#### Aim:
Count the lines in the items below that contain the word "tree", with case mattering, and reply with only the number.
BEGIN Extracted material
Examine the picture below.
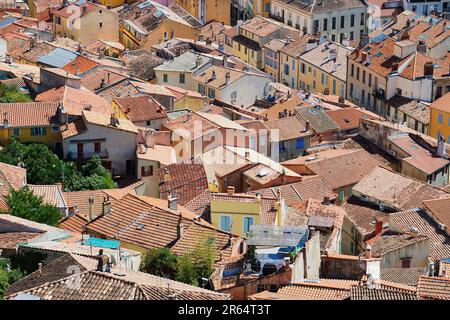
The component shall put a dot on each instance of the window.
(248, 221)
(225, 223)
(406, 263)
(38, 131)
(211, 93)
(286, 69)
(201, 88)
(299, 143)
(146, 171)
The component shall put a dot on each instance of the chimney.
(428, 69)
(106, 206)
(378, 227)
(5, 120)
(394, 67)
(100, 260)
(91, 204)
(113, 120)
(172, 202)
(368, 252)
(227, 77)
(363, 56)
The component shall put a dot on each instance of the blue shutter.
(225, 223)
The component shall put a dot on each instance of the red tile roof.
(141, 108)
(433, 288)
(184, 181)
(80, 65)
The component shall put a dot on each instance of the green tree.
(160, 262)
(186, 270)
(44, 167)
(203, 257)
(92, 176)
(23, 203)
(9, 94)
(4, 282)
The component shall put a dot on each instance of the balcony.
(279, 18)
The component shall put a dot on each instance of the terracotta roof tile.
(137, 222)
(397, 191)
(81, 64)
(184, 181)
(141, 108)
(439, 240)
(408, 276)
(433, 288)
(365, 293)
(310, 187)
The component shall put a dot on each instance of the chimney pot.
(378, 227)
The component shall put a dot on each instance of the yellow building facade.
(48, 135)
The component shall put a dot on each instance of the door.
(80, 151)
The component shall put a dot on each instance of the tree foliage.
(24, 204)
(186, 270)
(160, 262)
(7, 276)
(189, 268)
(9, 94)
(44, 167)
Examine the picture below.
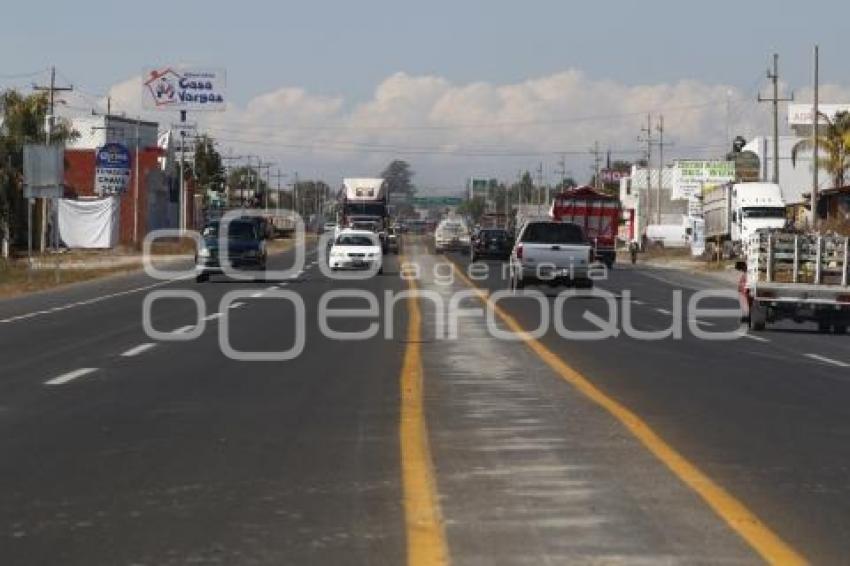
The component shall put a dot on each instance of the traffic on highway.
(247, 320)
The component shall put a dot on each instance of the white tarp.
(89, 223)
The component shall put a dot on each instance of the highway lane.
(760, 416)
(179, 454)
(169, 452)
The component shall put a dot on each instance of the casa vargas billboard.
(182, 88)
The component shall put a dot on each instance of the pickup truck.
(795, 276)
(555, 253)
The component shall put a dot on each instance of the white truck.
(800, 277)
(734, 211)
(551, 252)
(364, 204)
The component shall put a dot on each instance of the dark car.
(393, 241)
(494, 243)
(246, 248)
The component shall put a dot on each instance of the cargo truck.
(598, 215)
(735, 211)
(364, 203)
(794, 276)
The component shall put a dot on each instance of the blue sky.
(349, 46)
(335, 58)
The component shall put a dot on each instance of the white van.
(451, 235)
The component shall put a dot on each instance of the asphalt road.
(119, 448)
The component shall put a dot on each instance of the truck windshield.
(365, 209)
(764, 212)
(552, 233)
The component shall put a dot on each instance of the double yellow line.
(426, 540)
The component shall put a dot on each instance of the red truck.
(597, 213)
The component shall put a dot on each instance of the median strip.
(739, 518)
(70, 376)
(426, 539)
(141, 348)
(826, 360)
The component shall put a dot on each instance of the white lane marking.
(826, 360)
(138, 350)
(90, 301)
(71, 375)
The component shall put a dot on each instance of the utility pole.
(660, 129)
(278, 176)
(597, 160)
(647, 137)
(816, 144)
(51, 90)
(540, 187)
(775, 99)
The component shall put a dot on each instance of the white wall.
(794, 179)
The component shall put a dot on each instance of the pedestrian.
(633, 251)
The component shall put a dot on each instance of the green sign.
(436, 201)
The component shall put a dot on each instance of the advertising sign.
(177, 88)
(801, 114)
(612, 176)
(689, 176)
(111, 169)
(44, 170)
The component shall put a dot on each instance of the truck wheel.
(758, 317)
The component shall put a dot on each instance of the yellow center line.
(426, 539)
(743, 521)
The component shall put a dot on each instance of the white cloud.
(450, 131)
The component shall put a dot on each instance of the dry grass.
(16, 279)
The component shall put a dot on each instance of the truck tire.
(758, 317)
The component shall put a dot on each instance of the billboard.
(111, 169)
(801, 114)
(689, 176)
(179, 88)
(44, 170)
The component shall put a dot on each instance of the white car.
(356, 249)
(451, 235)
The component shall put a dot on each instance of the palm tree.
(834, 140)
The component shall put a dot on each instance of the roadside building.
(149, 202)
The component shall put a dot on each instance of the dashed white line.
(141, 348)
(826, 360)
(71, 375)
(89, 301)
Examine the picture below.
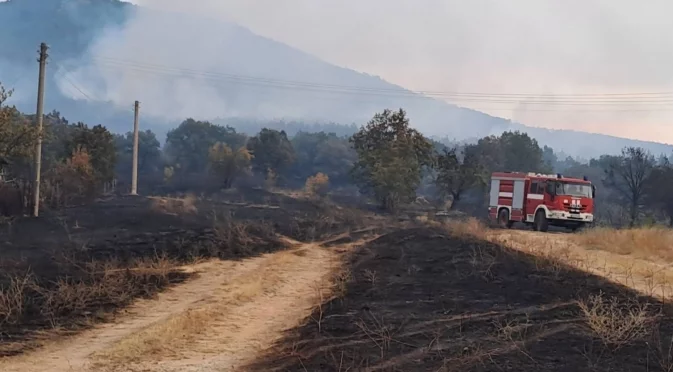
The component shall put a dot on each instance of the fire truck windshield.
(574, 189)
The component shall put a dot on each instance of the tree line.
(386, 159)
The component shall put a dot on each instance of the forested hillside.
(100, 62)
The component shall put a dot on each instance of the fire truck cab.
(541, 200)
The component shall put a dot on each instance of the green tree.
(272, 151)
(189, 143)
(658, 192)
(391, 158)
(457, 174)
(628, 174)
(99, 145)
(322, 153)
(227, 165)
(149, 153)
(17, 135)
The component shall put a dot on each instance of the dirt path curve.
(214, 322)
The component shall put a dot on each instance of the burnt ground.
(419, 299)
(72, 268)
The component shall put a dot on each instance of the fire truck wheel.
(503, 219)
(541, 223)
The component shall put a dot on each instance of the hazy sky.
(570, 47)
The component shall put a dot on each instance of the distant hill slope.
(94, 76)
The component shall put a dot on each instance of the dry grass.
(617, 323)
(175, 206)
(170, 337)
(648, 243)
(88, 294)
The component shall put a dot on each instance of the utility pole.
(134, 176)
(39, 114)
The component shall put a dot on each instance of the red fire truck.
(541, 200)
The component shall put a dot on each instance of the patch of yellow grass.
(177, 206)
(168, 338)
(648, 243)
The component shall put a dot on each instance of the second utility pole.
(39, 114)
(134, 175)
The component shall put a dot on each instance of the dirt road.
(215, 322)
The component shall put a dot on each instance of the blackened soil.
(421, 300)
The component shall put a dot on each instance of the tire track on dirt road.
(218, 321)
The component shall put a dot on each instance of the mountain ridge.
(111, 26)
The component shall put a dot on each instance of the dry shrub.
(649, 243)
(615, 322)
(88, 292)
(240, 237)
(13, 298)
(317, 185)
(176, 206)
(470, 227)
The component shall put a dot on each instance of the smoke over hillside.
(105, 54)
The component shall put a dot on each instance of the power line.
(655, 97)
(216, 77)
END Extracted material
BEGIN Extracted material
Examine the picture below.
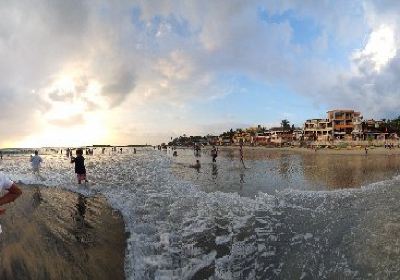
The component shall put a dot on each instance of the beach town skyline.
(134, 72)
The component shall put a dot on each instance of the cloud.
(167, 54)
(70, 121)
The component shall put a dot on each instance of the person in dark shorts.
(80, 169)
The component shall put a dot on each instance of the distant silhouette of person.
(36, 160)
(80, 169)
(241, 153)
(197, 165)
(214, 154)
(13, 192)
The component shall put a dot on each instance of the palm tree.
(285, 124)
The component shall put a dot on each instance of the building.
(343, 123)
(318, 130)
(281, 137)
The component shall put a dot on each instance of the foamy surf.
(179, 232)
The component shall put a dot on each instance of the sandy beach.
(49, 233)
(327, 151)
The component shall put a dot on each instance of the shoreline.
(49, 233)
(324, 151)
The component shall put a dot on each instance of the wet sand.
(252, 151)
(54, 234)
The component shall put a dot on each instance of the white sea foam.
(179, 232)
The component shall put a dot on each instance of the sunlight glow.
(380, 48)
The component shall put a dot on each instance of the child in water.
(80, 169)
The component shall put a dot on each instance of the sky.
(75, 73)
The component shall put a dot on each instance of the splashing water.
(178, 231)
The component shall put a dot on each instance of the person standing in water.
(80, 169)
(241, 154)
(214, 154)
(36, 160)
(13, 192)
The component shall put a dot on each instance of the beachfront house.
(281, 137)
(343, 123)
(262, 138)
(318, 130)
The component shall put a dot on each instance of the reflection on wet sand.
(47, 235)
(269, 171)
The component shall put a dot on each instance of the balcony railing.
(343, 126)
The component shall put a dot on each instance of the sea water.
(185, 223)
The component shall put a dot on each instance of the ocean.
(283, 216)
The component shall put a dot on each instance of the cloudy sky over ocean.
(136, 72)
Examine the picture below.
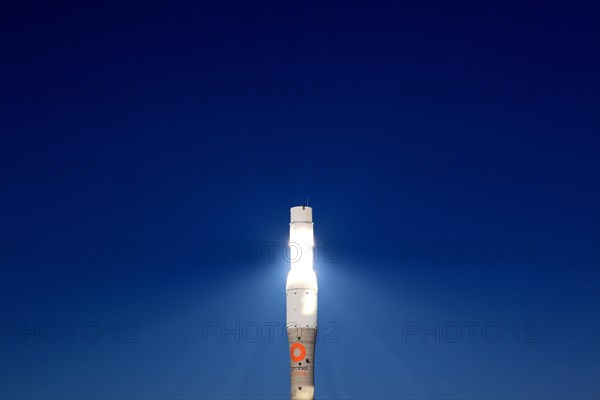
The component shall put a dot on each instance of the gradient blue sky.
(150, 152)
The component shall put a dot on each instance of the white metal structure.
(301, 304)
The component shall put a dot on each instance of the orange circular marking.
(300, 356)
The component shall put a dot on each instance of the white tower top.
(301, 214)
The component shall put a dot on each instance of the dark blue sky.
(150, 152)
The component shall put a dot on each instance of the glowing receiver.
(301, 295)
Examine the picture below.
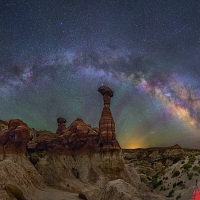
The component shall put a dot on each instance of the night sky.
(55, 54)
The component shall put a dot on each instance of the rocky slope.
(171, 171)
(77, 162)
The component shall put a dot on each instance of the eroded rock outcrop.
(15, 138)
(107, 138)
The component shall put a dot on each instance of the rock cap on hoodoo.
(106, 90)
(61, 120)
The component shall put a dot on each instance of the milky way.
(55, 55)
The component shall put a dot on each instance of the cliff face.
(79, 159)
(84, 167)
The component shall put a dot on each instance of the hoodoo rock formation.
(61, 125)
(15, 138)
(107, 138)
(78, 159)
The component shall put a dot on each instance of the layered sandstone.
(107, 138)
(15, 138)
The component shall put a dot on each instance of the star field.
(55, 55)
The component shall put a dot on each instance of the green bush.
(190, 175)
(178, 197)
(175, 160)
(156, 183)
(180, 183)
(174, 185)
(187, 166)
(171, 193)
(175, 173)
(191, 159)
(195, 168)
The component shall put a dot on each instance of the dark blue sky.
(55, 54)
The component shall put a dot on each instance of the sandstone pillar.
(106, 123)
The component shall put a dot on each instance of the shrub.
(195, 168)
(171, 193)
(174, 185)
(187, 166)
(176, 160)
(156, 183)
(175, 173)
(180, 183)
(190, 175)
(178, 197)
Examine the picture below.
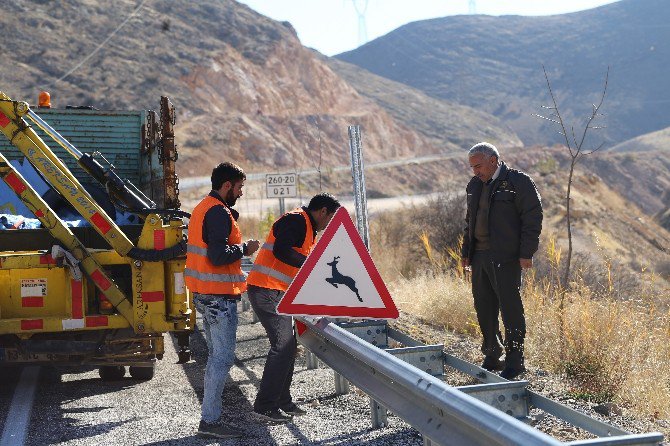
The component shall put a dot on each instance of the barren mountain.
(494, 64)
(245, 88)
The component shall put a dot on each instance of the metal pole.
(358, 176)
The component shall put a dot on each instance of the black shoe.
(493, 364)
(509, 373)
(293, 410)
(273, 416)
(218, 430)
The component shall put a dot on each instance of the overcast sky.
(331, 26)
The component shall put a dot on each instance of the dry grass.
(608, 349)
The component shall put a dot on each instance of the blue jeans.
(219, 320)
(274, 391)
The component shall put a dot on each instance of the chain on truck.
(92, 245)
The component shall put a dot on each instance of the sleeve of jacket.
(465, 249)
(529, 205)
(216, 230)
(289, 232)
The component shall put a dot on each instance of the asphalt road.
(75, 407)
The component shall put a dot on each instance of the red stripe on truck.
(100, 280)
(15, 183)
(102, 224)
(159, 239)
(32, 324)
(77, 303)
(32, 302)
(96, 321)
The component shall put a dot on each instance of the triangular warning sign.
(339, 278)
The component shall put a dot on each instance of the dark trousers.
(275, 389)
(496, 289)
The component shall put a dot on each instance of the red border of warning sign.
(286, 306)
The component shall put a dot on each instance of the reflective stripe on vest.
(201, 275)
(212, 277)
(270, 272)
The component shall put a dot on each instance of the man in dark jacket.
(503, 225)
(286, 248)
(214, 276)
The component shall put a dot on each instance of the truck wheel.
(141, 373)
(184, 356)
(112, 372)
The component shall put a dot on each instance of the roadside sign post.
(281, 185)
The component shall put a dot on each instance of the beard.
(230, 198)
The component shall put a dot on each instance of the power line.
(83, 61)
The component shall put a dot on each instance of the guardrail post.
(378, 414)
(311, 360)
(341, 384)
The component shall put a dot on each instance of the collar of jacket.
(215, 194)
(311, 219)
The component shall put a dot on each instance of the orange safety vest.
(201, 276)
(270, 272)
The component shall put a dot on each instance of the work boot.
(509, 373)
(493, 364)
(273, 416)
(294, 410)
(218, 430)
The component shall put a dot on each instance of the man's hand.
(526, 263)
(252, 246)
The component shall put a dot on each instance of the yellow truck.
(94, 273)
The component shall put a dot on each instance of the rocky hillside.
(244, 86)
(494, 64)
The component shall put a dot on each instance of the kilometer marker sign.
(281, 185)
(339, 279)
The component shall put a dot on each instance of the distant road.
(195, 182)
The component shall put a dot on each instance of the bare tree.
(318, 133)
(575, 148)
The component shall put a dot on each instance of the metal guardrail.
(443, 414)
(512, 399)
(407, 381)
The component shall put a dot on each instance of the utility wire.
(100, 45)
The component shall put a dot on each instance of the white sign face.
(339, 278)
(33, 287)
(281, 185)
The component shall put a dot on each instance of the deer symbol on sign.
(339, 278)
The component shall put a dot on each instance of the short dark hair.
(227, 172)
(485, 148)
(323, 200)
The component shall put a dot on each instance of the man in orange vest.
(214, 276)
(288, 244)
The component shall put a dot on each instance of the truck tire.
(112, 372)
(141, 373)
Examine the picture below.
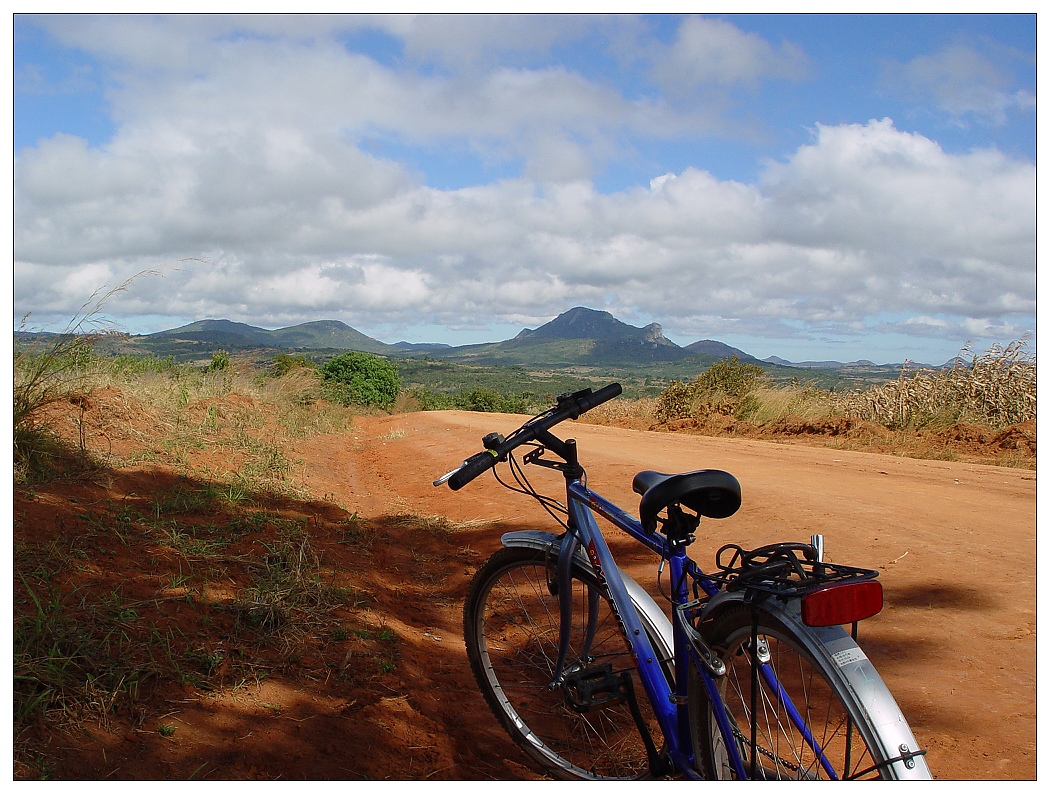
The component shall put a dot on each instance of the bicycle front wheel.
END Extracted material
#### Output of the task:
7